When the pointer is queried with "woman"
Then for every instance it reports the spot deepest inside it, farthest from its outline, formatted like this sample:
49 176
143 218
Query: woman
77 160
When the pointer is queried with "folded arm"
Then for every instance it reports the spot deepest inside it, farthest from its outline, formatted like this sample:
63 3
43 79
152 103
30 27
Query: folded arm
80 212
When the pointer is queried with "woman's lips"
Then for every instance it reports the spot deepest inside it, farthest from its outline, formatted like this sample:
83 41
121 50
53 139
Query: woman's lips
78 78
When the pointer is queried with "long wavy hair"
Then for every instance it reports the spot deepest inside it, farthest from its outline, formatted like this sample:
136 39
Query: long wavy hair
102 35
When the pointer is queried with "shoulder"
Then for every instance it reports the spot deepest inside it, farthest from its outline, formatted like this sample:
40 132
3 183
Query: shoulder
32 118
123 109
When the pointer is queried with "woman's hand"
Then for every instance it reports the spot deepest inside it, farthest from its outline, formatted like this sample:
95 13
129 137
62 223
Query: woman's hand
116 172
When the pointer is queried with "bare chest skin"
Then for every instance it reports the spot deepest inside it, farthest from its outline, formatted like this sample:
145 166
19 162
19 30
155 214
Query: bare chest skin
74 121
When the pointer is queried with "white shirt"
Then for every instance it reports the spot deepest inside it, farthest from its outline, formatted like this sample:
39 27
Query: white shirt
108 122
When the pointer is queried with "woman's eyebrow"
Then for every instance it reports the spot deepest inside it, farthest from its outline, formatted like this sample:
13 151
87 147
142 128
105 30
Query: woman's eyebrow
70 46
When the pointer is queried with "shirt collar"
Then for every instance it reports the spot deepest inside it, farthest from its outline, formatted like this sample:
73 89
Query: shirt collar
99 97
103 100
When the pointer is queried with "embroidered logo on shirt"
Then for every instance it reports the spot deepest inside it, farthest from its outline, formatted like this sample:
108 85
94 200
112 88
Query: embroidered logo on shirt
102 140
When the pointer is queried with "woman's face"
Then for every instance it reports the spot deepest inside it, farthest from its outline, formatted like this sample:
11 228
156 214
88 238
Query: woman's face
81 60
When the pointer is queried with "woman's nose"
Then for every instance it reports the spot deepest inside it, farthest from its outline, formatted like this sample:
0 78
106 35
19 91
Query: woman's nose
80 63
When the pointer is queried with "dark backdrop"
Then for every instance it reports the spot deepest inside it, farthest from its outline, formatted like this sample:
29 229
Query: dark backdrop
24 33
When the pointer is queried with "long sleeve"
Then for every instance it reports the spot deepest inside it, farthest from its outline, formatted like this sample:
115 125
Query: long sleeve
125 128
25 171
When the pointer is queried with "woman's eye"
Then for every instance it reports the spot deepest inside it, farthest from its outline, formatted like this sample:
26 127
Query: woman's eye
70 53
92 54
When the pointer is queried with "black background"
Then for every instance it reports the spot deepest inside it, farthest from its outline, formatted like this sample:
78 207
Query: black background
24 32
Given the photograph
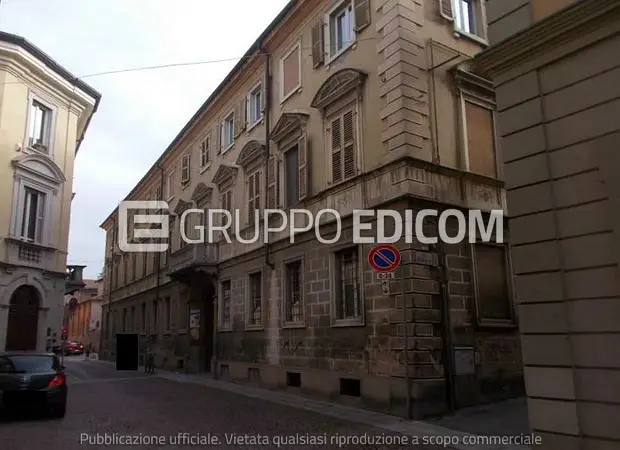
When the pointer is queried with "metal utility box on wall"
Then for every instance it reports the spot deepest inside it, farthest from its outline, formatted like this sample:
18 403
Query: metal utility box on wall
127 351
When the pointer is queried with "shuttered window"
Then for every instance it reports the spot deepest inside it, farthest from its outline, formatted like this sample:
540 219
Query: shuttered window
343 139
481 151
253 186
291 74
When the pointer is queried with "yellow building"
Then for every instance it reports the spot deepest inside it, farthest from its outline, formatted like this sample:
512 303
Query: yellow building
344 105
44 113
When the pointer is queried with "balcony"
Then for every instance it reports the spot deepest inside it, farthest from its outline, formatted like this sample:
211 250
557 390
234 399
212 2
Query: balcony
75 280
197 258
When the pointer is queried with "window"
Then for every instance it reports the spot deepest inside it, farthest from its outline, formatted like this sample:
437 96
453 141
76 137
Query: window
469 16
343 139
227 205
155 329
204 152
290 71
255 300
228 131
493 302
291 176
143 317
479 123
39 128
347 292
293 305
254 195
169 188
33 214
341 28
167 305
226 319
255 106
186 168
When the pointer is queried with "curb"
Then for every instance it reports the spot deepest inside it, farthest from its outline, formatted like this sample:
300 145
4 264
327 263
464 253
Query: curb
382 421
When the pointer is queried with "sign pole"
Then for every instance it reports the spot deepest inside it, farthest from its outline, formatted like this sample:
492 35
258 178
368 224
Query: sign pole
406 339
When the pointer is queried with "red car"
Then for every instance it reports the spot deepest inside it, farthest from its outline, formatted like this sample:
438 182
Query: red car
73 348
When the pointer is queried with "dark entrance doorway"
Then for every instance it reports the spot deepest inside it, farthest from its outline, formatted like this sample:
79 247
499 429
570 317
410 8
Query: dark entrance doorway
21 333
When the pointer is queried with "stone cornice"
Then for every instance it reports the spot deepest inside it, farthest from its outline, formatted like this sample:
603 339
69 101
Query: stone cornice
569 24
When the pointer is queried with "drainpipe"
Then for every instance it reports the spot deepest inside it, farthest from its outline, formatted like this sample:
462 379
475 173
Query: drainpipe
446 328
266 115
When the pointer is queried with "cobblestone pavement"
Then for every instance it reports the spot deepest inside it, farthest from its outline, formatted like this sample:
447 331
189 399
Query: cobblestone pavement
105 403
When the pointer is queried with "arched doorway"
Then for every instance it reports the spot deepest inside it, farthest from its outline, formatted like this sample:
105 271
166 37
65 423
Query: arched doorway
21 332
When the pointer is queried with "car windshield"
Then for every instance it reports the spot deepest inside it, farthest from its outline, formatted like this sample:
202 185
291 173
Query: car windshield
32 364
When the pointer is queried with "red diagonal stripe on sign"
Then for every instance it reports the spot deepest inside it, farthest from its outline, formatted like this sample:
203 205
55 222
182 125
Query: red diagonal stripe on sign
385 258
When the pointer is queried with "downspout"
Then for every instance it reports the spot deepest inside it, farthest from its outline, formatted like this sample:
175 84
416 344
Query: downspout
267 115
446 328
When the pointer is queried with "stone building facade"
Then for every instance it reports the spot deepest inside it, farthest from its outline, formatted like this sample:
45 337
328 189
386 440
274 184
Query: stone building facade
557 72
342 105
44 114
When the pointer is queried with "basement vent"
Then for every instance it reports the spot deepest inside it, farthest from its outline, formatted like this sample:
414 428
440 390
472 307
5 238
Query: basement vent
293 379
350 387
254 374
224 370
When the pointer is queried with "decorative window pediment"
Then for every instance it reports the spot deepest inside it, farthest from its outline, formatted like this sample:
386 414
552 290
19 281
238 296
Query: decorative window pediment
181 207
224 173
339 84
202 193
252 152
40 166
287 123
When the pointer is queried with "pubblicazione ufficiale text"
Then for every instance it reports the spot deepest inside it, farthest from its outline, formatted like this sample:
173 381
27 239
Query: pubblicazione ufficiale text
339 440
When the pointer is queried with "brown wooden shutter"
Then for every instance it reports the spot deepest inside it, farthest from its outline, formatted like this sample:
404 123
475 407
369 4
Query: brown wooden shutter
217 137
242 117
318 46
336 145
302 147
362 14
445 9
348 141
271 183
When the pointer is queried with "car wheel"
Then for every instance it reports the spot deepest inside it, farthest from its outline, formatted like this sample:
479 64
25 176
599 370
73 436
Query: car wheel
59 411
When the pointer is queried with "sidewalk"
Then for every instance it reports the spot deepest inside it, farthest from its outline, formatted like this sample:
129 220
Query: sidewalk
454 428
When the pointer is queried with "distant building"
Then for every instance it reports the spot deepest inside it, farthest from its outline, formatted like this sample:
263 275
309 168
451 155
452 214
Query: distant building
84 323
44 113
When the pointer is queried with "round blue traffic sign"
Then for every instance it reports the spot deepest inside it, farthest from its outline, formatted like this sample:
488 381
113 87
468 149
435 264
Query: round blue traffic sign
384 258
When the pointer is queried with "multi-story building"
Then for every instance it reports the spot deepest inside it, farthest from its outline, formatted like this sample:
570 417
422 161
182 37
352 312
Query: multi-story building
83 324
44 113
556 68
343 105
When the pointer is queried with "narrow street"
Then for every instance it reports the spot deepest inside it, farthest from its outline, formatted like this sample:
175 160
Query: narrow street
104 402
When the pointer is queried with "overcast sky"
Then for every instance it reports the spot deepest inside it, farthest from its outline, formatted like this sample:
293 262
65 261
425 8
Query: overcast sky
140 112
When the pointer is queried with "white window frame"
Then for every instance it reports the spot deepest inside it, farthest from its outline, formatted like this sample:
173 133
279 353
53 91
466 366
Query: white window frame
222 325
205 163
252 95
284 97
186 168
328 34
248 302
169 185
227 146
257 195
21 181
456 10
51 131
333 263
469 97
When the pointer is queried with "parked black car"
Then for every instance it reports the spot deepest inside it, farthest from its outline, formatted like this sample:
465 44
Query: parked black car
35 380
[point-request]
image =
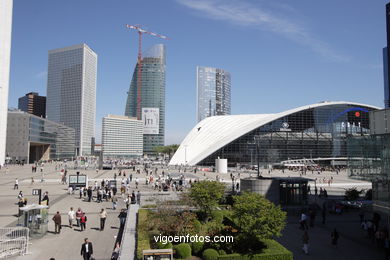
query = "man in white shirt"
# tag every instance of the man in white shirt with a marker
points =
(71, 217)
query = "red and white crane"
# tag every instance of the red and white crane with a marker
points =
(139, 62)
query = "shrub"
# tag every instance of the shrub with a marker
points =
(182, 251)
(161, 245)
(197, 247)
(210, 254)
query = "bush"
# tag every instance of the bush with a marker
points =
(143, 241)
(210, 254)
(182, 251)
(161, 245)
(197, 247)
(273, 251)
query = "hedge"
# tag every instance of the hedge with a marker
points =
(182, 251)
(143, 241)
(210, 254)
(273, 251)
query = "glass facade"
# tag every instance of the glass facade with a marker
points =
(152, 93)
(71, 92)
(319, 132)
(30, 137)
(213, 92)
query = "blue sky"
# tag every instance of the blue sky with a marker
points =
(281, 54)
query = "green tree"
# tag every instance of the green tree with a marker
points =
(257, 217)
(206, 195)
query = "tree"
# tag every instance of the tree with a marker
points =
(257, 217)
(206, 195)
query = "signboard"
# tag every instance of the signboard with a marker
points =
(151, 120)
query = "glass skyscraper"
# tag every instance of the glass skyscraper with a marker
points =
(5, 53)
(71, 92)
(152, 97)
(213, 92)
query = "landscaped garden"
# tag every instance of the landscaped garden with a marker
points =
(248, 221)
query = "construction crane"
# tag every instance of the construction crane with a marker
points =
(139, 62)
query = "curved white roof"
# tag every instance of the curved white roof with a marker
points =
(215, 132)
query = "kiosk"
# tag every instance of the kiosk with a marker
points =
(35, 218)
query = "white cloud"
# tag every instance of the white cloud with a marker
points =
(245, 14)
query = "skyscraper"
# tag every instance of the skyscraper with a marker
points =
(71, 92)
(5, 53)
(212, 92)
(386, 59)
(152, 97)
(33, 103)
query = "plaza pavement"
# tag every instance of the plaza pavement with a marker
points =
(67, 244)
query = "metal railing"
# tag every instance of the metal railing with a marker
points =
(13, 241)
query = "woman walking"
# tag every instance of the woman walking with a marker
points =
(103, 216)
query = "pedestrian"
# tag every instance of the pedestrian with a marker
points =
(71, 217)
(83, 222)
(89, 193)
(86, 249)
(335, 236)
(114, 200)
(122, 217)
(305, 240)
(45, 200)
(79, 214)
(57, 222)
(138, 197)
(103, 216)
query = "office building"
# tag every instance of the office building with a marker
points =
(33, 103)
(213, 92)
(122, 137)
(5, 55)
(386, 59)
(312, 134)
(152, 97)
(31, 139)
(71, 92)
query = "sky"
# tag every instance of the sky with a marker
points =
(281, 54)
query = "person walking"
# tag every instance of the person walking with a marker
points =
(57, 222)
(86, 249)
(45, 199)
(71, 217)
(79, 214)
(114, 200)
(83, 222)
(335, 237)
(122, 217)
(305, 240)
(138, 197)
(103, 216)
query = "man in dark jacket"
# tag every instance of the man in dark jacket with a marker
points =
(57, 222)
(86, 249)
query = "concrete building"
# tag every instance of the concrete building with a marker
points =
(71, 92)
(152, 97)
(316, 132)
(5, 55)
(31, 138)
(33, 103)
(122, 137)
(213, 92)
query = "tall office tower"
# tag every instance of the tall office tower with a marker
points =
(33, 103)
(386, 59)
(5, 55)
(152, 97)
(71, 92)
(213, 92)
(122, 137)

★ ★ ★ ★

▸ **SET TASK**: How many lines of the records contain the string "cornice"? Reply with the number alone.

▸ **RESPONSE FOR THIS EXERCISE**: 2